→ Текст упражнения:
В эти же времена кто-то из многочисленных родственников подсунул мне для чтения книгу с ятями без обложки и имени автора — «Легенды о Христе». Библии в доме, конечно, как и в большинстве советских домов, у нас не было. И некоторые евангельские притчи я узнала не по Евангелию, а по этой растрепанной книжке, сюжеты и образы которой воспринимала, не задумываясь над художественным преломлением. Так Сельма Лагерлеф стала для меня пятым евангелистом. О том, что она была автором этой книги, я узнала уже взрослой.
Однако ни мои мистические порывы, ни религиозное просвещение теток, ни елки-протесты — ничто не помешало мне вступить в 1934 году в пионеры — как все. Прием в пионеры уже превратился в знак одобрения хорошего поведения и прилежания. И все-таки, и все-таки… Заученная в десять лет клятва хранится в памяти: «Я, юный пионер Советского Союза, перед лицом своих товарищей торжественно обещаю, что буду честно и неуклонно служить делу Ленина-Сталина и социалистической революции…». Я произносила эти слова вместе с одноклассниками с той самой сцены, где скакала крыловская мартышка с хвостом из моих рейтуз, и не чувствовала пока никакого противоречия между евангельскими притчами, тайными елками и своей клятвой. То был дом, а то была школа. И в момент хоровой декламации полупонятных слов на полутемной сцене Малого зала школы № 7 и меня охватывала дрожь энтузиазма и восторг причастности к некой избранности, которые захлестывали тогда страну.
Быть «как все». Это было недостижимым идеалом. Всегда что-то мешало его достижению.

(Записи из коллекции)
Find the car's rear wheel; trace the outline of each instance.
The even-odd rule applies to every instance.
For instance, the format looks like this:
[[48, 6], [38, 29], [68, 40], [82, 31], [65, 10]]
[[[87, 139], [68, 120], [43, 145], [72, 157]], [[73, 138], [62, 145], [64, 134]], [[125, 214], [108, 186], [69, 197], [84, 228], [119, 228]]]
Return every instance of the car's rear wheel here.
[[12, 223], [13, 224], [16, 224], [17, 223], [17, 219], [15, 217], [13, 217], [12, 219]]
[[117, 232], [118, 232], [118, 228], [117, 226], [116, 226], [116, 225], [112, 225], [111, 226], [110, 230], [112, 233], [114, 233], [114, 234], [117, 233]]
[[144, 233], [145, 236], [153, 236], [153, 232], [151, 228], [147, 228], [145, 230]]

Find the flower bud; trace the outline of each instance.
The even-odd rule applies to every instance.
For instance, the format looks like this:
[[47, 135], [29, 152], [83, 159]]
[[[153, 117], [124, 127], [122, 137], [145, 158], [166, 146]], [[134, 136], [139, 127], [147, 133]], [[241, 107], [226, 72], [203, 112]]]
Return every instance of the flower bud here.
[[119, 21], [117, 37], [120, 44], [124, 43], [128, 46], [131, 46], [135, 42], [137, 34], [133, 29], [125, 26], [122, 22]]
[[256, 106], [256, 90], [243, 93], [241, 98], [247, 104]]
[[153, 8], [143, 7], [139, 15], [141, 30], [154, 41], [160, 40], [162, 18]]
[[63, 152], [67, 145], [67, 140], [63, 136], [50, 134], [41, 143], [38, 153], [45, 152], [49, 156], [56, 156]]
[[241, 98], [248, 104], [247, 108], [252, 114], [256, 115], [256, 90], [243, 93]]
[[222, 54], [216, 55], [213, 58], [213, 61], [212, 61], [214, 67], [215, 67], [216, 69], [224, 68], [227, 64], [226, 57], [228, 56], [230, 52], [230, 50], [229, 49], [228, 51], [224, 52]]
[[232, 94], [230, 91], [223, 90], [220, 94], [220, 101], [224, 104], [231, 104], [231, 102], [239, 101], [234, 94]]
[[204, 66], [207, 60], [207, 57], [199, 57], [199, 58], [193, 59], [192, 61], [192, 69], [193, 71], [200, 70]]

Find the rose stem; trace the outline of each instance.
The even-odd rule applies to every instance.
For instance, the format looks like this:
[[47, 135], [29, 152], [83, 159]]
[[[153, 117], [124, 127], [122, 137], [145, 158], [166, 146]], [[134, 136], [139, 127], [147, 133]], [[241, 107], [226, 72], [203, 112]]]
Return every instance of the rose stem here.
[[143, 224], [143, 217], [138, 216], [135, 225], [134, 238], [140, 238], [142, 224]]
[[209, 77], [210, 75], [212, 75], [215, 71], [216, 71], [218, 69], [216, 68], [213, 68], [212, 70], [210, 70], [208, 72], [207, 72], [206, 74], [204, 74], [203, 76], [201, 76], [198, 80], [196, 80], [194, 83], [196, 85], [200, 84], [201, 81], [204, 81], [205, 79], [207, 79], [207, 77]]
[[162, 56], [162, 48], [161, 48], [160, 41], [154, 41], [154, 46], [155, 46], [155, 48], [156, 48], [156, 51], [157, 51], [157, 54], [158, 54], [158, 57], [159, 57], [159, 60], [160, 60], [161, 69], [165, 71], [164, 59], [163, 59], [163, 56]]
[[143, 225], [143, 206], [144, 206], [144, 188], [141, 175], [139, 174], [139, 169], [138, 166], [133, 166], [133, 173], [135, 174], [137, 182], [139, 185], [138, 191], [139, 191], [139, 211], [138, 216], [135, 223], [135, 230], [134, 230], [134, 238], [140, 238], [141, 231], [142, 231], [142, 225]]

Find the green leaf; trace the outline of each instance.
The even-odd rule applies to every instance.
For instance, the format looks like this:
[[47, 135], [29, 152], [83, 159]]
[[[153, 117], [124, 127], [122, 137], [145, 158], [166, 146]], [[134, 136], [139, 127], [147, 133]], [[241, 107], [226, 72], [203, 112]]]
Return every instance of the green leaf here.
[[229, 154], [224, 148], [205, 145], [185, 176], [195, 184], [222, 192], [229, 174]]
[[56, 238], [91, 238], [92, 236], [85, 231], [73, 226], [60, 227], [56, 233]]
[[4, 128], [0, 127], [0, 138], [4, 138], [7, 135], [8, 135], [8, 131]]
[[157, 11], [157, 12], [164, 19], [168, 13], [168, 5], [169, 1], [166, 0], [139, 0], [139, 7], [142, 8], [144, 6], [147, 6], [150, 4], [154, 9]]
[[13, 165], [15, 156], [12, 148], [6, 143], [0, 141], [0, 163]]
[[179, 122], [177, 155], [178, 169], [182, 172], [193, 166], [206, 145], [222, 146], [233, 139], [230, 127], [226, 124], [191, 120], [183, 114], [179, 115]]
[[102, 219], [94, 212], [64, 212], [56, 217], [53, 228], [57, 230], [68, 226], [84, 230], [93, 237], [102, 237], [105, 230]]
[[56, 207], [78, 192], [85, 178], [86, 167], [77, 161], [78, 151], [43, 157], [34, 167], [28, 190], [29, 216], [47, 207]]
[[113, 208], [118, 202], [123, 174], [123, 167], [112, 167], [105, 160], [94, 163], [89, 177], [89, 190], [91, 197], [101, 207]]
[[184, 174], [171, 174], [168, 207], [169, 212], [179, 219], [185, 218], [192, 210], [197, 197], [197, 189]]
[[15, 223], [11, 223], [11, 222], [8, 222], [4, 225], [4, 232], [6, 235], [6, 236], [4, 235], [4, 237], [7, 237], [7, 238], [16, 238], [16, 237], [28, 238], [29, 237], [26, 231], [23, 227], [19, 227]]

→ Что нужно сделать: Продолжите текст воспоминаний о детстве и вступлении в пионеры, начав сразу после его последнего предложения.

→ Ответ к заданию:
Но не все хотели подражать такому идеалу. Алеша Стеклов, один из класса, не вступил тогда и никогда не вступит в пионеры. Мы чувствовали, что он был особенный мальчик. Никогда никому не подражал, никогда не был «как все» и не хотел быть. И самое удивительное, при своей отдельности и избранности (прекрасно учился, пел, играл на рояле, занимался гимнастикой) был уважаем классом. Никто никогда его не дразнил, понимая, что насмешки его не заденут. Он каким-то образом окажется выше их. Отвержение Алешей заманчивого своей торжественностью обряда приема в пионеры оставалось для меня загадкой.
11
Лето 1934 года мы провели в деревне Сертякино, в трех километрах от станции Гривна Курской железной дороги. По воле судьбы почти через двадцать лет именно в Гривне отец моего мужа К. С. Апт, изгнанный в космополитическую кампанию и с работы, и с казенной квартиры, построит дом, где пройдут детские годы — с двух до восьми лет — нашего сына. Тогда-то, в 1953 году, мы и посетим снова Сертякино, чтобы еще и еще раз убедиться, что в России человеку не надо возвращаться в старые места после долгого перерыва, если он хочет уберечься от лишних душевных ран или, во всяком случае, от оскорбления эстетического чувства.